- _What the task requires_
Update the records below by replacing "Query" with "Target" everywhere it occurs, and leave every other character unchanged. Leave the pictures out of your output.

-=-=-=-=-

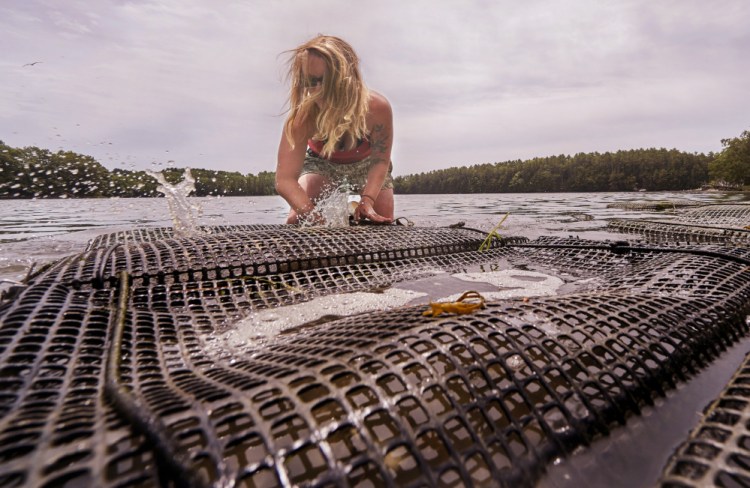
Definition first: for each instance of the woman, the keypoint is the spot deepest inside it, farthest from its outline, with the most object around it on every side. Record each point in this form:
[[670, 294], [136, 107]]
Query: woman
[[336, 129]]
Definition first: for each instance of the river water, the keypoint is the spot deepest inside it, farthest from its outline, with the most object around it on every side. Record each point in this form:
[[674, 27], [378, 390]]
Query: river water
[[34, 232]]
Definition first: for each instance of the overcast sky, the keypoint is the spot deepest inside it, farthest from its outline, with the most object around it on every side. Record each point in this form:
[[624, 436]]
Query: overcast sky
[[200, 83]]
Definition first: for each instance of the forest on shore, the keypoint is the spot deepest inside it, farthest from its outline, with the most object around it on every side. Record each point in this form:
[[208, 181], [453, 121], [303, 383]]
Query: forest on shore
[[32, 172]]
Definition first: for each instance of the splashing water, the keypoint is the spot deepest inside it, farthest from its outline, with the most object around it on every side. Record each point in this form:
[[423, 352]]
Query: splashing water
[[183, 213], [335, 205]]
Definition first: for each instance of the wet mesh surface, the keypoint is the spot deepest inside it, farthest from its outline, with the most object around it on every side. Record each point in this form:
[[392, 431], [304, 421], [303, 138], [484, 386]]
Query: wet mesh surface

-=-=-=-=-

- _Problem solution_
Definition first: for each instance of the woman, the keypoint is the spot deepest inside it, farthest from its outline, with the most object around it on every side. Record each point in this form:
[[670, 294], [136, 107]]
Target: woman
[[336, 129]]
Definition first: for each instance of the river water, the keypoint is the spot deepest inside it, farthest from its outline, with the most object around it on every side. Record each point in this form:
[[674, 27], [378, 390]]
Target: river water
[[34, 232]]
Definition first: for each instance of the overcast sky, the keypoint is the spot deepest inside it, farthest from its outline, with the most object around it on every side. Record each point in this form:
[[624, 436]]
Target: overcast sky
[[200, 83]]
Definition first: for each instance of the forest on shore, the keypoint is the spot deepest inside it, farthest from its outline, with the most object around it on every side. Record each point in this form:
[[208, 181], [453, 121], [303, 383]]
Target: forest on shore
[[32, 172]]
Definition first: for each instance of the splashing water, the keypoint is the spot deepest inside it, farthest from its outline, with the most object around it on every side. Record each point in this form:
[[423, 352]]
Target: splashing water
[[183, 213], [335, 205]]
Definition first: for each instance of the wet mesh surface, the keypoint is the spot deepest inside it, farthest from its outline, with the most object around it on every side. Record each point in this form:
[[392, 431], [304, 421], [303, 138], [484, 386]]
Target: wet mesh surface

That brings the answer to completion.